BRIEF:
All of the data must be returned exactly as given.
::: MATERIAL TO PROCESS :::
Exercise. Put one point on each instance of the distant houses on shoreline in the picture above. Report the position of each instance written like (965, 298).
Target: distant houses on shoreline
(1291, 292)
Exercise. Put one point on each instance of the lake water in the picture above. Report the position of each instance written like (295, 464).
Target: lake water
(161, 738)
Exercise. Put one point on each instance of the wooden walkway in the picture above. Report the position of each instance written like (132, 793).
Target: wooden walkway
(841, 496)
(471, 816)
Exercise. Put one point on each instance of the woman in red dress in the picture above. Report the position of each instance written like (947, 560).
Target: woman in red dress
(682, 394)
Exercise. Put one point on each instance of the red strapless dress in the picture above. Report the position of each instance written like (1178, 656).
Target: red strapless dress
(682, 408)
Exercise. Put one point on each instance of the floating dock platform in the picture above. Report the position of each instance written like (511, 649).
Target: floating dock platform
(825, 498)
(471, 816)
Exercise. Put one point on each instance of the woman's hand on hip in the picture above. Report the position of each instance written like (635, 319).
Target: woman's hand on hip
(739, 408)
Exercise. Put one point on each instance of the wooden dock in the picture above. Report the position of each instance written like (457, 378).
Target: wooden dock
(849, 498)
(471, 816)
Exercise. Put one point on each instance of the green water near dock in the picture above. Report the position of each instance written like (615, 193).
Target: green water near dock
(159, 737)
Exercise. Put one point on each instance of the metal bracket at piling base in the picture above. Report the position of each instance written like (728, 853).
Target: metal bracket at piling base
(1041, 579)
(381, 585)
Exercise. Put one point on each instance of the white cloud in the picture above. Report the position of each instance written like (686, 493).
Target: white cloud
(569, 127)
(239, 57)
:::
FINAL ANSWER:
Exercise. Put one point on each instance of the distant houses on shoreline in the picture above. Report the position of each instance written like (965, 298).
Target: distant houses on shoreline
(1291, 292)
Exercise. Put one point on each instance of the lake water in the picture above. Report the position of each instance written like (295, 464).
Target: lake water
(161, 738)
Exercise. Put one point on each instance of the wooden walkway in the picture above. Report the position of each instance written like (132, 793).
Target: wooden walkway
(841, 496)
(471, 816)
Exercise. Put one point on each instance of the woman in red dress in the picture above. Report the position of each instance written like (947, 560).
Target: woman in red dress
(682, 394)
Exercise. Put one point on each instance of the red strapless dress in the picture above. Report the position of each instance written like (1178, 656).
Target: red strapless dress
(682, 408)
Exercise. Put one point on each instance of the floating dock platform in the picture above. Report the position of each instance written like (511, 649).
Target: floating dock platform
(825, 498)
(471, 816)
Exercise. Put one point on each instance of the woman's hand on hip in the picture above. Report the position of each instance written like (635, 319).
Target: woman's hand on hip
(739, 408)
Exercise. Put one point on each instance of the wooden dock in the picture above. Report the position of each instance written like (457, 378).
Target: wooden dock
(849, 498)
(471, 816)
Exercise. Put one point on each instance of the green water near dock in the picture above. Report the position of each instance written like (615, 193).
Target: green water near dock
(159, 737)
Exercise. Put one point on each instance of the metal bracket at piling base in the picture above. Report the position of each instance written like (728, 853).
Target: metal bracket at piling base
(1041, 579)
(381, 585)
Exercise. Put one point on each instance of the white cloud in the picture above. Report the position of each instance written like (686, 493).
Target: white cloud
(569, 127)
(239, 57)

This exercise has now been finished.